⟨
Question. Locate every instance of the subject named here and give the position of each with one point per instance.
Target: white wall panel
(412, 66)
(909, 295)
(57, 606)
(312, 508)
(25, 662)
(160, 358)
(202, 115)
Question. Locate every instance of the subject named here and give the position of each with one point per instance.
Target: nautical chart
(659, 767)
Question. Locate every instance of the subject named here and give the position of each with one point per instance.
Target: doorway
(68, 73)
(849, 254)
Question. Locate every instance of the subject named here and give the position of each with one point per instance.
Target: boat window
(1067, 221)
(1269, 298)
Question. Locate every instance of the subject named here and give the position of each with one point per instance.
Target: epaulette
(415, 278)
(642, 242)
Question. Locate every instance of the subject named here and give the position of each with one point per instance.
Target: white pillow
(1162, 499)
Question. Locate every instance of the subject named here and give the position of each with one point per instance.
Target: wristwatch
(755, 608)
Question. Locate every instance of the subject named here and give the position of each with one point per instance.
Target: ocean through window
⟩
Please return all of the records exactly as they appear.

Question. Locate every instance of the subject named here and give the position of each with one point per instance.
Target: white wall panel
(412, 66)
(909, 295)
(57, 606)
(312, 508)
(25, 662)
(160, 358)
(202, 115)
Question. Locate every instance of the subject named here and give the position of each with one point per instance.
Target: nautical chart
(659, 767)
Question. Locate every instance of the subject named here and give the position of each with one point per instance.
Target: doorway
(68, 73)
(849, 254)
Question. Locate every instance of the subject named here and give the position of each with one point per instance.
Target: boat window
(1067, 221)
(1269, 298)
Question. Locate every instance of the subject named here and give the position of each with one point per instance.
Target: epaulette
(415, 278)
(642, 242)
Question. Locate every instance of the subject named here and give the position of each with one point per instance.
Target: white pillow
(1162, 499)
Question. Locate every instance of the subject named here and give the position of each with one point per instance.
Target: wristwatch
(755, 608)
Question. Locate every instance of the subject named here and give the position of each with one point per instance.
Target: ocean through window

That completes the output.